WORK ORDER: Write out, word for word, every line from the one containing "the grass verge" through the last line of the records below, both ends included.
** Opening DATA SHOWN block **
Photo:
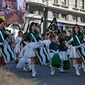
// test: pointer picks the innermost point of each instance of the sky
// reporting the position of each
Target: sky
(20, 2)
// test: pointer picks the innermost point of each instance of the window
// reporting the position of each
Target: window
(75, 3)
(38, 11)
(55, 1)
(63, 2)
(82, 19)
(75, 18)
(57, 15)
(31, 10)
(82, 4)
(63, 16)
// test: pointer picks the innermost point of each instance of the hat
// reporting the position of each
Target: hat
(1, 20)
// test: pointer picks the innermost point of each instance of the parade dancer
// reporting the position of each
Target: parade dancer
(32, 37)
(17, 45)
(3, 58)
(62, 53)
(55, 59)
(76, 40)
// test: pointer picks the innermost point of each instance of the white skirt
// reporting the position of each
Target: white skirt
(74, 53)
(22, 62)
(63, 55)
(17, 48)
(29, 52)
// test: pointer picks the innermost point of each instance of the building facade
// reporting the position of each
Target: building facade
(8, 3)
(67, 12)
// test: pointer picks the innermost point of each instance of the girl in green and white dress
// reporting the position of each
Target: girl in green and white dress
(55, 59)
(76, 40)
(32, 37)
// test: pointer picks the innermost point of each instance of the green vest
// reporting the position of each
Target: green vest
(53, 46)
(80, 37)
(30, 38)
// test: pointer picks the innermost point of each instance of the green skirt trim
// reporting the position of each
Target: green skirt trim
(56, 62)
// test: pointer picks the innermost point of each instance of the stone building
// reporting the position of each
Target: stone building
(8, 3)
(67, 12)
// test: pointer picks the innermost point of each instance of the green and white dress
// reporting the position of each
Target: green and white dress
(32, 38)
(75, 44)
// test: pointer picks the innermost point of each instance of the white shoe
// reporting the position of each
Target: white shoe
(24, 69)
(77, 69)
(61, 70)
(33, 75)
(52, 73)
(52, 70)
(83, 70)
(77, 73)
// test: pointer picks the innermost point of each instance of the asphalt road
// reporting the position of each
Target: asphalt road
(44, 77)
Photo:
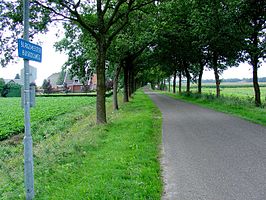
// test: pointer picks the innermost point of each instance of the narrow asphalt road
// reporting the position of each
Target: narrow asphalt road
(209, 155)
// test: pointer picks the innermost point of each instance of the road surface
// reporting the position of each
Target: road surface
(207, 155)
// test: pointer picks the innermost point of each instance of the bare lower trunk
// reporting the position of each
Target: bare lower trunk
(216, 74)
(126, 98)
(188, 77)
(256, 83)
(200, 77)
(100, 70)
(180, 83)
(115, 87)
(254, 61)
(174, 83)
(169, 84)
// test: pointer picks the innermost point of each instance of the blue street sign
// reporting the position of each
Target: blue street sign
(29, 50)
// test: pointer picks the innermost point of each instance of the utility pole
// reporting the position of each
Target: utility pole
(28, 155)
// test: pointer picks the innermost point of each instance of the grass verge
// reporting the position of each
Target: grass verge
(240, 107)
(118, 160)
** Closing DATA SHOWN block **
EXERCISE RESULT:
// test: pointer picks the innermost point of each instance of the grass verge
// reporting the position of each
Target: grass verge
(240, 107)
(118, 160)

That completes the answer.